* [What to do]: Write out every line of the material as it stands, apart from the pictures.

Start Dataset extract

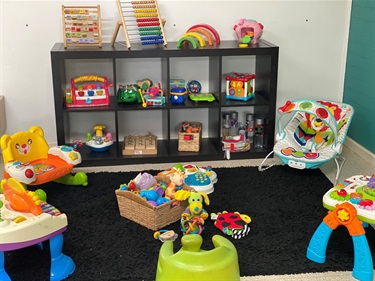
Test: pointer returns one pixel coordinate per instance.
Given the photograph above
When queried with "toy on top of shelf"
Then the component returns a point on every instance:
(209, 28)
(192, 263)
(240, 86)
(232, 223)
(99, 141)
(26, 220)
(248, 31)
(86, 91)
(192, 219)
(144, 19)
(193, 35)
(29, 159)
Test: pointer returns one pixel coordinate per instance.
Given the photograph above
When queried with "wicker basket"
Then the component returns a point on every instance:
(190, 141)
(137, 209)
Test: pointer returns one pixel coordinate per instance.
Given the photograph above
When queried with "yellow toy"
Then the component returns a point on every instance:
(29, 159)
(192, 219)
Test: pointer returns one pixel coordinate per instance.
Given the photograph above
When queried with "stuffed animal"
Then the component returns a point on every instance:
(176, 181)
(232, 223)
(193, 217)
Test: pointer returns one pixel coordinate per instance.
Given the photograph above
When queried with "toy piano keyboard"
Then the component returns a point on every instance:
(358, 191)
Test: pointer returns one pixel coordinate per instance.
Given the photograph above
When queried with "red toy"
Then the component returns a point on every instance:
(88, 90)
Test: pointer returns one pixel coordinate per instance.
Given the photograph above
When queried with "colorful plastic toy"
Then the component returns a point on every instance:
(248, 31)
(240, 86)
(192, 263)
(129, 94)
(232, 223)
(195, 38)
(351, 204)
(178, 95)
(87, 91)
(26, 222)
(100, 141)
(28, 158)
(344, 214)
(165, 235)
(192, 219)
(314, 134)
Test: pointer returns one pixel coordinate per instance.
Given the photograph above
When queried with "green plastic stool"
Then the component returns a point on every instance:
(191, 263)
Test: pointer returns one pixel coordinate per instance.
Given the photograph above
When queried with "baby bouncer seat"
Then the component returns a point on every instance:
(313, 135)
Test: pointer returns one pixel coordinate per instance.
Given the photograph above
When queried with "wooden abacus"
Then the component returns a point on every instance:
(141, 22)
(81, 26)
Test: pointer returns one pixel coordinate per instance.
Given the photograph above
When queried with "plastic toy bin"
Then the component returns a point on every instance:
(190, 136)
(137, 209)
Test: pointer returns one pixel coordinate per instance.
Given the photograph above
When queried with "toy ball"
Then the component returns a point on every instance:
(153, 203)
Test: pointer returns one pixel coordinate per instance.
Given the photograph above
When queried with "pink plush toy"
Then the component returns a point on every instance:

End Dataset extract

* [Expected answer]:
Test: pointer returns one pixel coordinate per instance.
Given the photograph above
When queried with "toy on top of shelf"
Then the component returns a point on every instance:
(209, 28)
(192, 263)
(240, 86)
(232, 223)
(99, 141)
(26, 220)
(248, 31)
(86, 91)
(192, 219)
(144, 19)
(193, 35)
(29, 159)
Test: pointer returns one pixel coordinate per instance.
Given the photograph above
When queried with "wicker basket"
Then the component returns a point on every instance:
(190, 141)
(137, 209)
Test: pointer returns one pixel coordinate per instance.
Given the photograph above
When queried with "yellow toy"
Then the component returns a point on every instance:
(29, 159)
(192, 219)
Test: pointer returns one pixel coordinate per instance.
Given the photograph above
When queried with "stuffed animal"
Then the component returns a point on every instance:
(176, 181)
(232, 223)
(193, 217)
Test: pointer returns one pixel coordinate per instance.
Given the photograph above
When queried with "toy piano keyboard"
Then the component returns a point on every instance:
(358, 191)
Test: pointer returns one pixel coordinate per instance.
Given the photograph above
When queried with "red toy"
Then the component returns a point on every instance:
(88, 90)
Test: pointer returns one pixel coordinate per instance.
Given the photograph above
When queried with "colorful plastic toy"
Then the component returns a point on every instance:
(248, 31)
(240, 86)
(192, 263)
(129, 94)
(232, 223)
(195, 38)
(351, 204)
(178, 95)
(87, 91)
(26, 222)
(100, 141)
(28, 158)
(344, 214)
(165, 235)
(192, 219)
(314, 134)
Test: pointer returns one pixel coordinate per instance.
Given the photograph above
When queried with "green plastic stool"
Then the component returns a point on every instance:
(191, 263)
Test: pointer returns one pixel coordinate per instance.
Given the photograph above
When queried with "baby bouncer seat"
Then the component returns a point on every instance:
(313, 135)
Test: pointer returns one pixel coordinate per instance.
Given the photograph above
When queried with "wooden abacus"
Then the component returns a point on every instance:
(141, 22)
(81, 26)
Test: pointer returns one pixel coordinate per instance.
Given the photograph above
When queried with "plastic toy bin"
Then the component returns a point on every instance:
(190, 136)
(137, 209)
Test: pointer returns one pixel coordinate per instance.
Given the photograph above
When queried with "toy ball"
Then the component returns a point on every instance:
(153, 203)
Test: pointer returns one pixel coordinate per instance.
Given the photograph above
When queried with "pink plush toy"
Then the component returns a point on every instance:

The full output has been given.